→ **Stated goal**
Shift the coordinates by adding -72 to each number, from the line with "In this exercise you will put a dot on the glass" through the last row. Write out every line in that span in full, not only the lines with coordinates.

→ **Information given**
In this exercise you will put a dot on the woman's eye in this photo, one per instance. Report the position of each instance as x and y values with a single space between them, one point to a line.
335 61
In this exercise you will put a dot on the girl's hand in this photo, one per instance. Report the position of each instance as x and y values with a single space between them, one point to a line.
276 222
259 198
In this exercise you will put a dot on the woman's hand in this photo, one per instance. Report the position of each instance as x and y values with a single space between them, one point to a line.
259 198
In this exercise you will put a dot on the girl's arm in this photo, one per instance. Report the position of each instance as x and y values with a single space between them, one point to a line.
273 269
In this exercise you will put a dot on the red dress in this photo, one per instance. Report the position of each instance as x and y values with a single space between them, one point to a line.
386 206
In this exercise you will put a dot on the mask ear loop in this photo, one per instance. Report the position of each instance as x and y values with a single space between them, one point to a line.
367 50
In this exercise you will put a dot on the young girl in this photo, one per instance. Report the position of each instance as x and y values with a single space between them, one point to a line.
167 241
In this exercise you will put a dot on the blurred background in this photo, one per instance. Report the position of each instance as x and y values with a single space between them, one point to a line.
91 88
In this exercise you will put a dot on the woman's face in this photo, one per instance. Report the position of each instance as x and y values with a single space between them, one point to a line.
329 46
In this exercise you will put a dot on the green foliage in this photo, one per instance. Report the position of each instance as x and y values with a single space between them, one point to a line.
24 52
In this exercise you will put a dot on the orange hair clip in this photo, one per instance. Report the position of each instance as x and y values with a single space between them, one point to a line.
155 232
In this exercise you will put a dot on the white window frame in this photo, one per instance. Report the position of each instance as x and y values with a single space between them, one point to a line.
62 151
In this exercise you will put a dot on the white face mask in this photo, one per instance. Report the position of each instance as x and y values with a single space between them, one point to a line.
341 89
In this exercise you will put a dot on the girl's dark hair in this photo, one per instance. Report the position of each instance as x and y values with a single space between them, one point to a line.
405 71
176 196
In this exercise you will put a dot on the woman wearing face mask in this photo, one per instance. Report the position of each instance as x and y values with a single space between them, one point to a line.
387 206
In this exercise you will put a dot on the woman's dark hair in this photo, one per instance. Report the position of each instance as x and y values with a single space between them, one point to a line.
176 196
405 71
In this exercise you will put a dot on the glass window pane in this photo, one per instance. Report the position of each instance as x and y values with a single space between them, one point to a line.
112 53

→ **Task answer**
In this exercise you will put a dot on the glass window pane in this photo, one per instance. Report the position of each instance as x and y values with a single space between them, one point to a line.
40 -19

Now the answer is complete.